EXERCISE AIM => Please count the lines in the records below that contain the string "each", with case counting. Reply with the number alone.

◆ ◆ ◆ ◆

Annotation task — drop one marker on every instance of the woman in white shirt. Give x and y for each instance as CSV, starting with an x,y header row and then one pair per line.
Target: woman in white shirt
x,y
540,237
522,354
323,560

◆ ◆ ◆ ◆

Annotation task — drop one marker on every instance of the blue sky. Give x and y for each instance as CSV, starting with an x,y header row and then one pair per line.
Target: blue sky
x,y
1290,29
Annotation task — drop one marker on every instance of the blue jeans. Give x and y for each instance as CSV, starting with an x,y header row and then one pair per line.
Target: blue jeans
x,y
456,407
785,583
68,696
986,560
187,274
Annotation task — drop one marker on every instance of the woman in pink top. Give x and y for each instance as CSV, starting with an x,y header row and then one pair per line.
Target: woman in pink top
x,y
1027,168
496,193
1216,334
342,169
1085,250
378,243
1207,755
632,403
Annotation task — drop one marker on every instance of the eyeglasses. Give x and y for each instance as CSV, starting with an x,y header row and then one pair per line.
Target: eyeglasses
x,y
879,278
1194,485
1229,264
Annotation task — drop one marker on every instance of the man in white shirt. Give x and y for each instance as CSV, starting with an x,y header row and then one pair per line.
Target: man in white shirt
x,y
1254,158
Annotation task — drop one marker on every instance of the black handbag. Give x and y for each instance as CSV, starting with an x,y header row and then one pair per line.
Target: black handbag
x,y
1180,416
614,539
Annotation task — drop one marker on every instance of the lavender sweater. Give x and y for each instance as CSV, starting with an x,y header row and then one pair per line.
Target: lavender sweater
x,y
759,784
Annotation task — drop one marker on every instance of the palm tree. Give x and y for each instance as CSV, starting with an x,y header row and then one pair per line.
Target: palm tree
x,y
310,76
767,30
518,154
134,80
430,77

◆ ◆ ◆ ◆

OUTPUT BELOW => 9